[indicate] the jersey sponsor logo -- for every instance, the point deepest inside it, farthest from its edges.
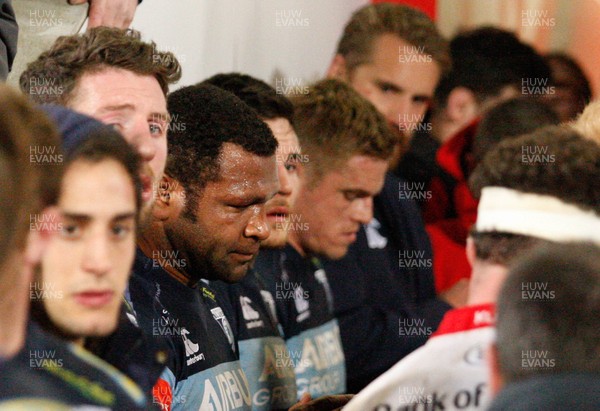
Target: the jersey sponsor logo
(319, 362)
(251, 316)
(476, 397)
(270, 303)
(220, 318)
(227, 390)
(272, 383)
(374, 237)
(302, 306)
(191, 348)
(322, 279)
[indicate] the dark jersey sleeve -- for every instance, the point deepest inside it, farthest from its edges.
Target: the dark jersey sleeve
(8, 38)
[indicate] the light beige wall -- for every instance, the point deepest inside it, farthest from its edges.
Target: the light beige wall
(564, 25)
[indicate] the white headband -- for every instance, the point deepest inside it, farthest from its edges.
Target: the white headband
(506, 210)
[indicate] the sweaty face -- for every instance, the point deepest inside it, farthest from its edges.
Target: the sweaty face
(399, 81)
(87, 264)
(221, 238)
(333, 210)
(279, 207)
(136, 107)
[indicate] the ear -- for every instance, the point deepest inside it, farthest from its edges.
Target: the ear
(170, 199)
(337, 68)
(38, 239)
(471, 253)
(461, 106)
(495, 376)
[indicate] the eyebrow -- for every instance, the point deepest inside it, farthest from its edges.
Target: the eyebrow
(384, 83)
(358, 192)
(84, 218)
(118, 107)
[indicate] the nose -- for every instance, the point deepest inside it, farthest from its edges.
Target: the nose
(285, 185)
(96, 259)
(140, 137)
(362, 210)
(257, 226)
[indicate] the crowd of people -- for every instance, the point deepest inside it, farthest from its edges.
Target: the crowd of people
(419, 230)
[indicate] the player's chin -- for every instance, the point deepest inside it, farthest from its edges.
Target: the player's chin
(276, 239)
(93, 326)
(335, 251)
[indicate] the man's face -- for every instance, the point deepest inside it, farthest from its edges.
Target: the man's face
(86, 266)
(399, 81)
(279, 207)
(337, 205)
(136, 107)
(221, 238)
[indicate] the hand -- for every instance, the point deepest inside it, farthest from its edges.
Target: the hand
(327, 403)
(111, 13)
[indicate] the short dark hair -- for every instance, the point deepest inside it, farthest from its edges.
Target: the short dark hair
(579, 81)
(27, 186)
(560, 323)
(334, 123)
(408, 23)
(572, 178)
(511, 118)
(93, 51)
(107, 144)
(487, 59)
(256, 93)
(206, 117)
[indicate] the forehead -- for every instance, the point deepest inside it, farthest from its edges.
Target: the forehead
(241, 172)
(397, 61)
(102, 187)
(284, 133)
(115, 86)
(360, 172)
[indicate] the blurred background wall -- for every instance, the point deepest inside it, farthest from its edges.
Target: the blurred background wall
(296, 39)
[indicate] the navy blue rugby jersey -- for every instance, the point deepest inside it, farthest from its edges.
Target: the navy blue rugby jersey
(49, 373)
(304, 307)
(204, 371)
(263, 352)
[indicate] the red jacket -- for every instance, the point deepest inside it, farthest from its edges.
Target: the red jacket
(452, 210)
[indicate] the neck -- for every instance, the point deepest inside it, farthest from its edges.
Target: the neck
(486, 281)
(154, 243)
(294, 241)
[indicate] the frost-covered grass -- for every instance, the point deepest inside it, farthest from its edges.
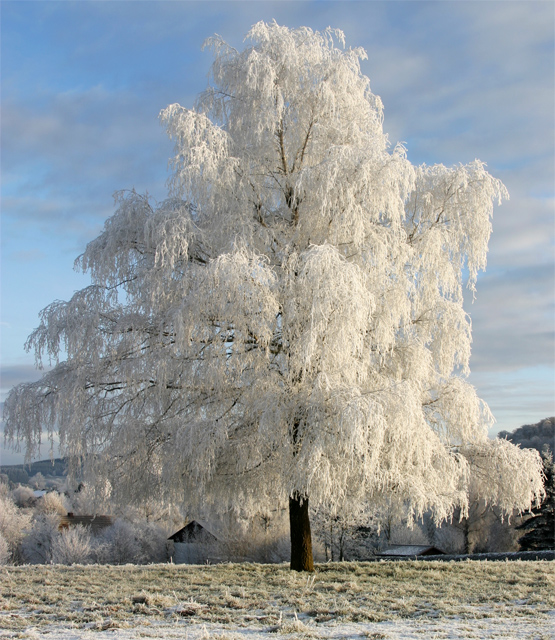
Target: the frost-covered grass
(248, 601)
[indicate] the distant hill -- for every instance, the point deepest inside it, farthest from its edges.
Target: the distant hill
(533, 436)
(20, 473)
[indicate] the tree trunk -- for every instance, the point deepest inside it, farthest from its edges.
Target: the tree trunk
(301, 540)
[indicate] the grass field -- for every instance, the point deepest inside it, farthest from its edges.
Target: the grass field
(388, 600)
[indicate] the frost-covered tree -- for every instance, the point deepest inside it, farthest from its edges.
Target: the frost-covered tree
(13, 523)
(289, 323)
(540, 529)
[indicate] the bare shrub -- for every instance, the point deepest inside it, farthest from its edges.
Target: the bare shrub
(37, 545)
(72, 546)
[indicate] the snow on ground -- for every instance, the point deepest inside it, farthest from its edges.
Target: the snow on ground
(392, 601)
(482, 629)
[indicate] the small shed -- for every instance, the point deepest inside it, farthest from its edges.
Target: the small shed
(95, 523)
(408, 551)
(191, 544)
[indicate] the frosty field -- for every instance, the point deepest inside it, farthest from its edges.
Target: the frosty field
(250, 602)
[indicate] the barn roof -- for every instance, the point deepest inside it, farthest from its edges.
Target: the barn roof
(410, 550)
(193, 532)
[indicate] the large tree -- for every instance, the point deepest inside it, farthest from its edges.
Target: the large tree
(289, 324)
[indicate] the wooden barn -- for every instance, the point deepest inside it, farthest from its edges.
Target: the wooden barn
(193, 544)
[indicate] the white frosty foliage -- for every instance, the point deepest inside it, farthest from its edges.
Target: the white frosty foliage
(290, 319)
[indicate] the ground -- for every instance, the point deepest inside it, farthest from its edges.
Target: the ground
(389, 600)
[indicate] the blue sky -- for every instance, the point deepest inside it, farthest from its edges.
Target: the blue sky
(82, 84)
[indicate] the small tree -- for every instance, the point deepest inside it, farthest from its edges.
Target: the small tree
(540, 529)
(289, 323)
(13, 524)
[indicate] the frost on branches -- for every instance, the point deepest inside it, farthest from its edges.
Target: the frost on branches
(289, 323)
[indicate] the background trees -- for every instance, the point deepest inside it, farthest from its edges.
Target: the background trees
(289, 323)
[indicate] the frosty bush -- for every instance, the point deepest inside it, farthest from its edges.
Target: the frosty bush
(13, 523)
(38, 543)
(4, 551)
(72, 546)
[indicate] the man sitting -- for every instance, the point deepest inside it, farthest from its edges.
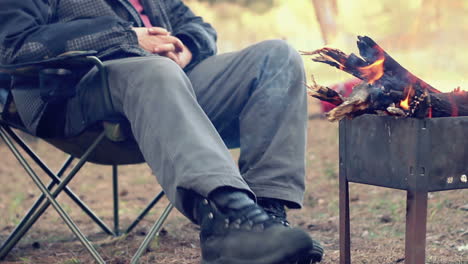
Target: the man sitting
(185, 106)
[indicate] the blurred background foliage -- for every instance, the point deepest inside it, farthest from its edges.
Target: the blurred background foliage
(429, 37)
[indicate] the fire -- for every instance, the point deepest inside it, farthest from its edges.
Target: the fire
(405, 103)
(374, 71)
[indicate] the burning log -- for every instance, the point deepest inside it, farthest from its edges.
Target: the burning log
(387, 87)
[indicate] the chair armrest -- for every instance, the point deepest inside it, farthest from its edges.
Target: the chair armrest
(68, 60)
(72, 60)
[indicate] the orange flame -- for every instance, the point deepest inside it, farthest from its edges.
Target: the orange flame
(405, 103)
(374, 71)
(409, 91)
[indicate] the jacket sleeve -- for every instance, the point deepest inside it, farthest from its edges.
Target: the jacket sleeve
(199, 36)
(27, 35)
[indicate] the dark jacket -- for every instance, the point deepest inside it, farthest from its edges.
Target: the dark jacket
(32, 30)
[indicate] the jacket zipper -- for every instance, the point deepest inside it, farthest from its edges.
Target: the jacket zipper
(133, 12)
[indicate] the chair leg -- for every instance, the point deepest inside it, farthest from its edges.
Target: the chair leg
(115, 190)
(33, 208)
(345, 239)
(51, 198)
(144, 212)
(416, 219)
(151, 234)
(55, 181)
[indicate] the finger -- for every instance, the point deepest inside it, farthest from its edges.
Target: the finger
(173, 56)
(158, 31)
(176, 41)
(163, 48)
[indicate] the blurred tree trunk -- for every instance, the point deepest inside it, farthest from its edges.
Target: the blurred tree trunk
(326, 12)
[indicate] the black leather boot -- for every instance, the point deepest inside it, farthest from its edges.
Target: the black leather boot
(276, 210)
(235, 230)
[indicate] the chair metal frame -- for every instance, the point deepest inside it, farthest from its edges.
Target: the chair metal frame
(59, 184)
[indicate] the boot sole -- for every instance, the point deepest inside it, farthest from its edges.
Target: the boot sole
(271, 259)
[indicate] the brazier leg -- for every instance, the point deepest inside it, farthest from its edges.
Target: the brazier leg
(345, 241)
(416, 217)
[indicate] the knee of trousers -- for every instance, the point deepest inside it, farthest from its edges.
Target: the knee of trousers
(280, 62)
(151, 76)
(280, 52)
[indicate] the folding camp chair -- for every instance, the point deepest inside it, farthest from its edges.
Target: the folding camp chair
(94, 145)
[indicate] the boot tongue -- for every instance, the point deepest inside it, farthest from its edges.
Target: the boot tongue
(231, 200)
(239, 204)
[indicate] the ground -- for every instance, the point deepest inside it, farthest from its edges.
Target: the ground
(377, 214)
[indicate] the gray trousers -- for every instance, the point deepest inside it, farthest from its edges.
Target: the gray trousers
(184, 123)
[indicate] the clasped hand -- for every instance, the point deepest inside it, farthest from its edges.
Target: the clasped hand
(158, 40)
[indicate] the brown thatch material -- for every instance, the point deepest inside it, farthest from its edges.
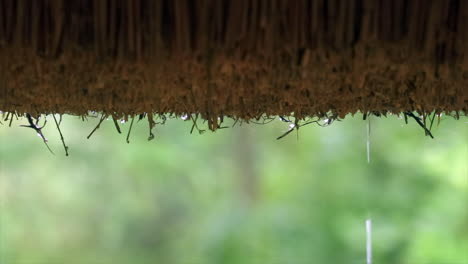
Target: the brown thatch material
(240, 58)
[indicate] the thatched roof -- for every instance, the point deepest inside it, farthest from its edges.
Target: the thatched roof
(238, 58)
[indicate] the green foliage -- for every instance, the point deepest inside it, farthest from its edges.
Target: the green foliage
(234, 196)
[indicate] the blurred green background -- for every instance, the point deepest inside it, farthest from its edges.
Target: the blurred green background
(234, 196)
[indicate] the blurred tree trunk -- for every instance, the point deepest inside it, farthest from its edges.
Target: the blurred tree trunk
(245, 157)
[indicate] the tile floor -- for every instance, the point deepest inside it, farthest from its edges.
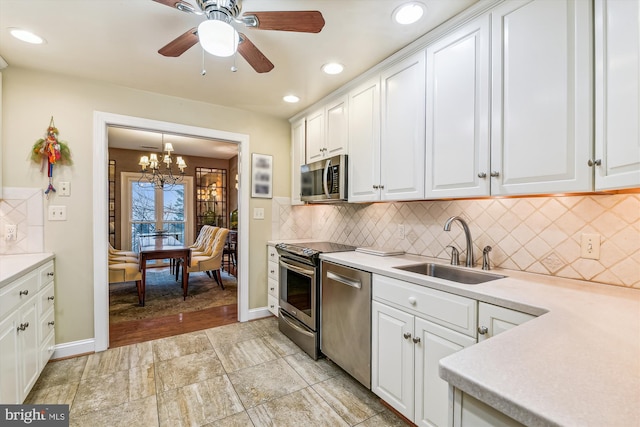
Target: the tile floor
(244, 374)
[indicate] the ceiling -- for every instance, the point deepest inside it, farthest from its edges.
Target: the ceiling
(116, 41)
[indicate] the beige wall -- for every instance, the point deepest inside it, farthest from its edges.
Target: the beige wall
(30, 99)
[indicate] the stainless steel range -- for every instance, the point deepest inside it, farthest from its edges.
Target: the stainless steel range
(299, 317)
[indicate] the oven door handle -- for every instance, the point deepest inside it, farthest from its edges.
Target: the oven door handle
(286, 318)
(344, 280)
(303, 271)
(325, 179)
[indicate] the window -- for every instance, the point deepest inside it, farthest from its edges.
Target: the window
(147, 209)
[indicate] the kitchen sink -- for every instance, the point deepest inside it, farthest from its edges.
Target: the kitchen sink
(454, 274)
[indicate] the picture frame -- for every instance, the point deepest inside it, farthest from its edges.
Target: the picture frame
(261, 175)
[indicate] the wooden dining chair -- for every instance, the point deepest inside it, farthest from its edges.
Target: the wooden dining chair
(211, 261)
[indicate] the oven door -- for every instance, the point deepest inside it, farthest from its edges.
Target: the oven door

-.-.-

Reproduce the lines from the one containing "[indicate] the beige" to the end of the entries, keeping both ends and adding nothing.

[indicate] the beige wall -- for every instance, the point deepest inside it, farthest from its edges.
Target: the beige wall
(30, 99)
[indicate] the stainless steel range -- for every instance, the point deepest inside it, farthest from its edges.
Target: the stainless steel range
(299, 317)
[indicate] the oven door handle -- for every instance, the point deepest inside it, farthest from its edges.
Target: the oven door handle
(286, 318)
(344, 280)
(303, 271)
(325, 179)
[indicate] the window -- for every instance, the point deepest inside it, farthest from its edges.
Target: the window
(147, 209)
[indicate] the kitchen sink -- for every instance, the point deepest inside it, farthest from its edges.
Target: the kitchen sink
(454, 274)
[indicate] the picture frame -- for every instance, the point deepest inside it, farthest from its edges.
Target: the picture frame
(261, 175)
[indicate] the wooden dining chair -- for every instance, the point deepest inside it, farthest from its edges.
Target: the wooden dining chair
(211, 261)
[indicate] the oven door -- for every instance, the point deepest inside it, farthest from its edges.
Target: the oven door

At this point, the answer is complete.